───── TEXTO DE REFERÊNCIA

Graduado em Direito pela Universidade Católica de Goiás (2001), construiu sua carreira profissional em Palmas, com serviços prestados no ramo do direito privado e corporativo. Atualmente, lidera o Escritório Gedeon Pitaluga S/S, que conta com uma equipe de advogados responsáveis pelos departamentos jurídicos de empresas e instituições no Estado.
Sua formação acadêmica inclui especializações em Direito Tributário pela Universidade Católica de Goiás (UCG), em Direito Processual Civil e Direito Civil pela Fundação Getúlio Vargas (FGV), e em Direito Eleitoral pelo Centro Universitário de Brasília (CEUB).
Na entrevista desta semana, Gedeon Pitaluga falou ao Jornal Opção Tocantins sobre sua gestão à frente da OAB no Tocantins, destacando as prioridades do triênio 2025-2027, como a qualificação do ensino jurídico e a ampliação da atuação das comissões em todo o estado. Ele também abordou o impacto do aumento das custas judiciais, a importância da inclusão e representação feminina na OAB, e o papel da instituição na defesa das prerrogativas da advocacia e dos direitos fundamentais. Gedeon ressaltou o compromisso da Ordem em garantir o acesso à justiça e a defesa dos direitos da sociedade, destacando o trabalho contínuo da OAB para atender aos advogados e à população tocantinense.

──────────
───── SEÇÃO DE DADOS

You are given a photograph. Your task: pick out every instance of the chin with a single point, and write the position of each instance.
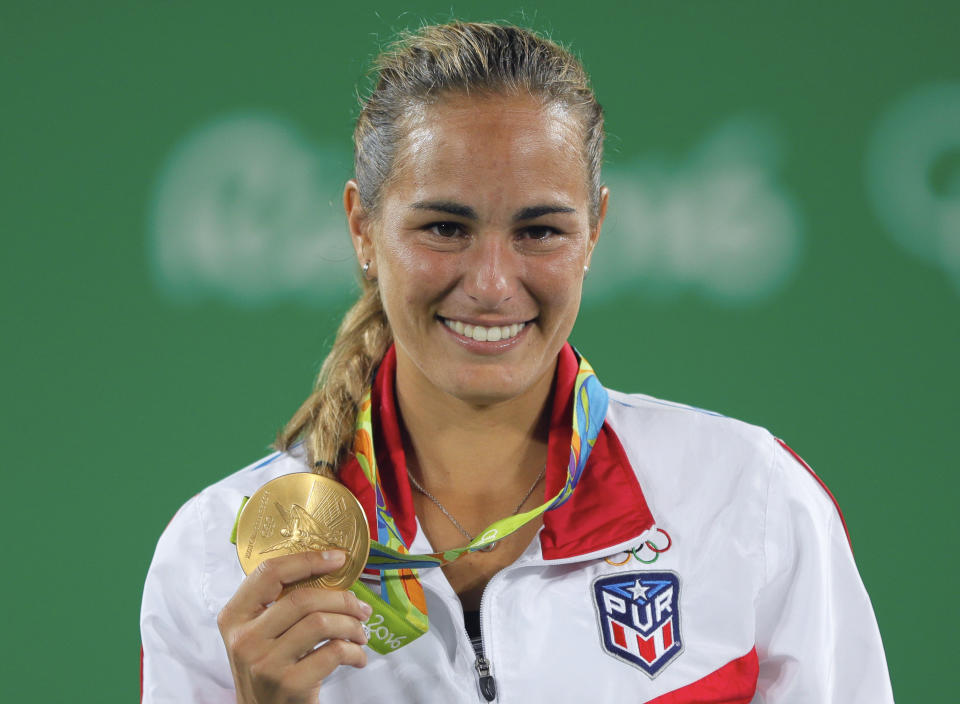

──────────

__TAREFA 1__
Reproduza fielmente o trecho do texto de referência de "Graduado em Direito" até "de Brasília (CEUB).", incluindo essas palavras.
__TAREFA 2__
Segundo o texto sobre Gedeon Pitaluga, em que ano e por qual universidade ele se graduou em Direito?
__TAREFA 3__
Liste todas as especializações de Gedeon Pitaluga mencionadas no texto de referência.
O material não tem nenhum papel aqui.

__SOLUÇÃO DETALHADA 1__
Graduado em Direito pela Universidade Católica de Goiás (2001), construiu sua carreira profissional em Palmas, com serviços prestados no ramo do direito privado e corporativo. Atualmente, lidera o Escritório Gedeon Pitaluga S/S, que conta com uma equipe de advogados responsáveis pelos departamentos jurídicos de empresas e instituições no Estado.
Sua formação acadêmica inclui especializações em Direito Tributário pela Universidade Católica de Goiás (UCG), em Direito Processual Civil e Direito Civil pela Fundação Getúlio Vargas (FGV), e em Direito Eleitoral pelo Centro Universitário de Brasília (CEUB).

__SOLUÇÃO DETALHADA 2__
Em 2001, pela Universidade Católica de Goiás.

__SOLUÇÃO DETALHADA 3__
- Direito Tributário
- Direito Processual Civil
- Direito Civil
- Direito Eleitoral